### Task
Write only how many lines in this data include "recycling".

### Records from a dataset
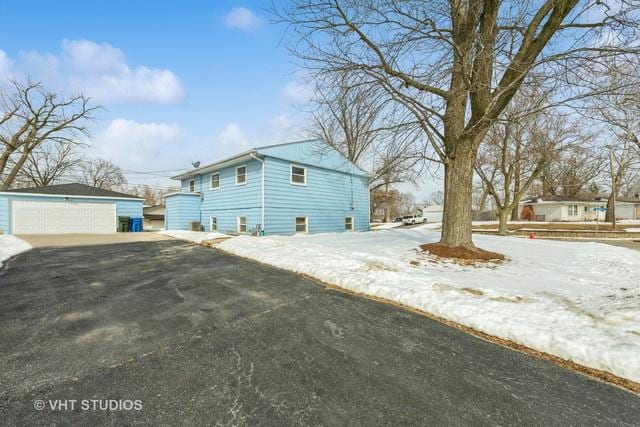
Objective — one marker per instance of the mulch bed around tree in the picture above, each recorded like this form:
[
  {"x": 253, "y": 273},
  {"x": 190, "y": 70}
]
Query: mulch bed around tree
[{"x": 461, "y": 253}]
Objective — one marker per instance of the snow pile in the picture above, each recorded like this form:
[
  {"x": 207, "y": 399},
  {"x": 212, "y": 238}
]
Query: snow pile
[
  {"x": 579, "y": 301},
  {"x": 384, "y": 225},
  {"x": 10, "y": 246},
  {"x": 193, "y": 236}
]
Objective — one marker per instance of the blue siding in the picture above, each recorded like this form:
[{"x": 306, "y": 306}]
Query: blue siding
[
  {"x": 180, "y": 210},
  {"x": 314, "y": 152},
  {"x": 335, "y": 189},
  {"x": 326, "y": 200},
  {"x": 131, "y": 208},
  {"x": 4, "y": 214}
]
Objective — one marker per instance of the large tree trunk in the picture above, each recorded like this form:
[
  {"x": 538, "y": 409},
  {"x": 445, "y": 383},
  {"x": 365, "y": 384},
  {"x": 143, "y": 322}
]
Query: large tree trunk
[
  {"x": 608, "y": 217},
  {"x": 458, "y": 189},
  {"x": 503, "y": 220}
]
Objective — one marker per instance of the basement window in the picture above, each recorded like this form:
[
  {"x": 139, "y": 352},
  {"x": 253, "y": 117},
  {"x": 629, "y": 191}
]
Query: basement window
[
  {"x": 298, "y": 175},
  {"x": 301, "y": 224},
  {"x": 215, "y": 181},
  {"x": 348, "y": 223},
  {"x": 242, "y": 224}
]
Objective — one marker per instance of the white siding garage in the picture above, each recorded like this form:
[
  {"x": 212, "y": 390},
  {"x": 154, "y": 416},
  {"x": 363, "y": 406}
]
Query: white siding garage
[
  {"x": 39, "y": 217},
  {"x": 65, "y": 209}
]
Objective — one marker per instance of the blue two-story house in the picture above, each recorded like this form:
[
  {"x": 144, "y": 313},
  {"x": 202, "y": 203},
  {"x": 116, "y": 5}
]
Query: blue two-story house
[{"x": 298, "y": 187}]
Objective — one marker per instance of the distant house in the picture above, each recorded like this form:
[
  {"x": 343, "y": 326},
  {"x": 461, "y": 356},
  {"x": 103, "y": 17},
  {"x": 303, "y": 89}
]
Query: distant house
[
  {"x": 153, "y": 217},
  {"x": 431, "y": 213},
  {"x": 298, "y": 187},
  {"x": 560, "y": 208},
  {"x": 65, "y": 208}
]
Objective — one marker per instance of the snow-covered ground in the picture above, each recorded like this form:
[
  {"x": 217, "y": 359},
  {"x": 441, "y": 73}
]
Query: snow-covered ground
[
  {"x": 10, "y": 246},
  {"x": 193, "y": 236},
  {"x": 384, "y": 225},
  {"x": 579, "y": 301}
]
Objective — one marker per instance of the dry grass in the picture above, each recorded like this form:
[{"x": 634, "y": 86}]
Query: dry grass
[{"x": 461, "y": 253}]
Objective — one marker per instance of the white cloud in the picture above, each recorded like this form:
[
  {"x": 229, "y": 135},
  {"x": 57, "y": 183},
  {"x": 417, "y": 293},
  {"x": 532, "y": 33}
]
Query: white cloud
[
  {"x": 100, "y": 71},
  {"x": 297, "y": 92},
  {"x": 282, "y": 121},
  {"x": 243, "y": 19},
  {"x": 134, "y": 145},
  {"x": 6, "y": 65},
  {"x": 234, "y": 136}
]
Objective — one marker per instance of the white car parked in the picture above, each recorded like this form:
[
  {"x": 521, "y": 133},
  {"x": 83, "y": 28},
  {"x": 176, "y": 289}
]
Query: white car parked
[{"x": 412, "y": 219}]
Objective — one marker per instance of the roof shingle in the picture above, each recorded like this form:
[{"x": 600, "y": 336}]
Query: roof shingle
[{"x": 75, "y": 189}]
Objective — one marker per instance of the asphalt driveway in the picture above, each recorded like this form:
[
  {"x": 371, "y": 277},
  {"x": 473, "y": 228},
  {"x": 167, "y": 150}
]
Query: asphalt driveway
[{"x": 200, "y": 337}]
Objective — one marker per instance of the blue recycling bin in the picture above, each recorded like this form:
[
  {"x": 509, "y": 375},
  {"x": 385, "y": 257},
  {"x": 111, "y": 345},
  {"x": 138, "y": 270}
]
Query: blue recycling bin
--
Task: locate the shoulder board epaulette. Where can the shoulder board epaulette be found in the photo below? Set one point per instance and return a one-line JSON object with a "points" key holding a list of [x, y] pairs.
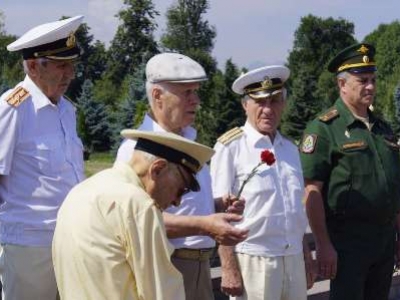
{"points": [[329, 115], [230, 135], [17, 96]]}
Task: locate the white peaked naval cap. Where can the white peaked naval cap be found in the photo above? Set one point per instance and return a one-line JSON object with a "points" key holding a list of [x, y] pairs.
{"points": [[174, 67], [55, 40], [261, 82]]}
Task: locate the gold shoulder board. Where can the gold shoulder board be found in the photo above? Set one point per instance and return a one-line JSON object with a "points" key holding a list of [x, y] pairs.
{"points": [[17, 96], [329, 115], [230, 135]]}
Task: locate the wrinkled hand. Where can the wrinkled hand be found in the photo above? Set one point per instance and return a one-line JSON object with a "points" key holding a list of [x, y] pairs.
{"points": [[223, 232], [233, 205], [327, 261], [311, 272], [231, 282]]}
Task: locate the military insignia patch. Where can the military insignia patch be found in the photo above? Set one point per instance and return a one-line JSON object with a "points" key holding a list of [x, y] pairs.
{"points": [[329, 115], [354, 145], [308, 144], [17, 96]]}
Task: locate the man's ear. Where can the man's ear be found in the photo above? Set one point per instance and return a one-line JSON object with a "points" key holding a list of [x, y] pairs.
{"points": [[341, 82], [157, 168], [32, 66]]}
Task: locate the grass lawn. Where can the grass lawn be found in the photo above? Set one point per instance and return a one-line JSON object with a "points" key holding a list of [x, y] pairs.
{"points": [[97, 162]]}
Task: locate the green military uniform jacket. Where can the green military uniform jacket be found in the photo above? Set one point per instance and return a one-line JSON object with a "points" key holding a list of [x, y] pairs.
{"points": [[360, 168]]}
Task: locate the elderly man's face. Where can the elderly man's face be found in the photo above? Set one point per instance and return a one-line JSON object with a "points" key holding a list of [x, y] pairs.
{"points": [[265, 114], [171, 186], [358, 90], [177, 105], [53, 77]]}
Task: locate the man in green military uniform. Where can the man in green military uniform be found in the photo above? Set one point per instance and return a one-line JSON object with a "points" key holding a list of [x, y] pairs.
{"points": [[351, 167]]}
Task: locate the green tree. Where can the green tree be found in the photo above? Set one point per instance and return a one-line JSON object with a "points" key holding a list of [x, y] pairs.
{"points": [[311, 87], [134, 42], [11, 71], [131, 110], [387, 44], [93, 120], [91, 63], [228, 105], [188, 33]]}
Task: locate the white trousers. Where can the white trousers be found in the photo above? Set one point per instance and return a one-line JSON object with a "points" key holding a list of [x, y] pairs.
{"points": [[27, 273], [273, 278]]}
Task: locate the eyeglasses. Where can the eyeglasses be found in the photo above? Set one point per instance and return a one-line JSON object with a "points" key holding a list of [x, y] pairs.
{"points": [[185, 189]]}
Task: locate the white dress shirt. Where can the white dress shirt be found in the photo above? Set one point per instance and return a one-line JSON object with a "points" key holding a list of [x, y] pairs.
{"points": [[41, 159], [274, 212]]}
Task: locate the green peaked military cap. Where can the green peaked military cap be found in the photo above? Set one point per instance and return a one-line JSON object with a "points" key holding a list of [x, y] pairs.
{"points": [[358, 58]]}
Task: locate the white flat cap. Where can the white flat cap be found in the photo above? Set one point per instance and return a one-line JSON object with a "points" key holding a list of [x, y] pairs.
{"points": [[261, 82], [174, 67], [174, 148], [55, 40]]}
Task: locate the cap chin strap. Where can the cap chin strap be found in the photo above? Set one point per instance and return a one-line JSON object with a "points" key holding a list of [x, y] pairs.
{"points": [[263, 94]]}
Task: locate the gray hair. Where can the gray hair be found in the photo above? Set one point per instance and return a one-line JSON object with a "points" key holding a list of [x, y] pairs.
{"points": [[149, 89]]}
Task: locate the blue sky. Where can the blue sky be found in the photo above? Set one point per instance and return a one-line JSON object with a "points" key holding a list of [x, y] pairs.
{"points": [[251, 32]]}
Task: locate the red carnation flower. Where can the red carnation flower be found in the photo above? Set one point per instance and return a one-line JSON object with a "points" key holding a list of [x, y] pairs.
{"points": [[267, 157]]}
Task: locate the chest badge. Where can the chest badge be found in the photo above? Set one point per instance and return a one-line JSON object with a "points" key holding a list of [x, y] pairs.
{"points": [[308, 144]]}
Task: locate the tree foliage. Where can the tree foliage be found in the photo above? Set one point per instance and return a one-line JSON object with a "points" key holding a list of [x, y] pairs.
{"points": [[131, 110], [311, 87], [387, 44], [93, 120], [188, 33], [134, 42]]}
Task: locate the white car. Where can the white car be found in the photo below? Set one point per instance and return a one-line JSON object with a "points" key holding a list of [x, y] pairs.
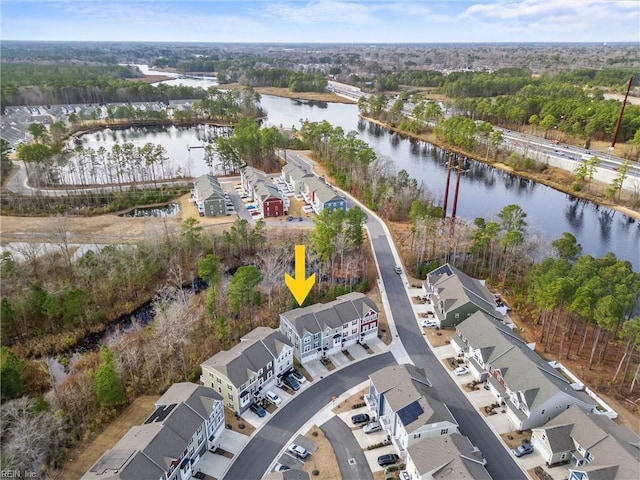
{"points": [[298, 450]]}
--
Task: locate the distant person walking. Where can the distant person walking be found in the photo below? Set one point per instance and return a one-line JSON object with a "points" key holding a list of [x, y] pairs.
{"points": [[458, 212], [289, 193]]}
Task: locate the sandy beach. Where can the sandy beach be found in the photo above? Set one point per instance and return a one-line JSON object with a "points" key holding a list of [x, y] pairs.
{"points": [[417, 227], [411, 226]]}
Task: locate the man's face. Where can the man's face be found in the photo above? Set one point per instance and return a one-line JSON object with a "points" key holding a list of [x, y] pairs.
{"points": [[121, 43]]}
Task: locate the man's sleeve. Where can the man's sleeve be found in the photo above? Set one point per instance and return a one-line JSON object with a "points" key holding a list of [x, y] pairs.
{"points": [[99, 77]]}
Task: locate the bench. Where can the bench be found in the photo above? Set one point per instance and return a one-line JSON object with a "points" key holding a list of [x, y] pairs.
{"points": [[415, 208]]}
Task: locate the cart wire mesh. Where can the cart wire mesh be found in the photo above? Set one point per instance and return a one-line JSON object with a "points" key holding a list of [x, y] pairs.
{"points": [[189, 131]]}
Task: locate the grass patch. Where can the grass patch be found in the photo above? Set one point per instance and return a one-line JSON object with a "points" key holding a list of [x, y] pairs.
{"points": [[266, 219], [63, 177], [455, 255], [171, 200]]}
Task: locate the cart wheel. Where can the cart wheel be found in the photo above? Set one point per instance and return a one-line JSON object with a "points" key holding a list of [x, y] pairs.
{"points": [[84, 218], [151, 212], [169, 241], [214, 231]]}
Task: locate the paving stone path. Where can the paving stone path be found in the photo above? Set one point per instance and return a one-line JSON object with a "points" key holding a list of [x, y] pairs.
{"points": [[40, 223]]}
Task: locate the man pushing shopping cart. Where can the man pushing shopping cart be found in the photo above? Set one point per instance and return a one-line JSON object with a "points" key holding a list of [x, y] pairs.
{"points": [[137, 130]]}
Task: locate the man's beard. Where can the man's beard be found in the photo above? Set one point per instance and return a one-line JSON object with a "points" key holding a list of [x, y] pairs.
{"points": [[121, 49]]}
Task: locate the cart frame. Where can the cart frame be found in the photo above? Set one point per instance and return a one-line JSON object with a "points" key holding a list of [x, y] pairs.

### Output
2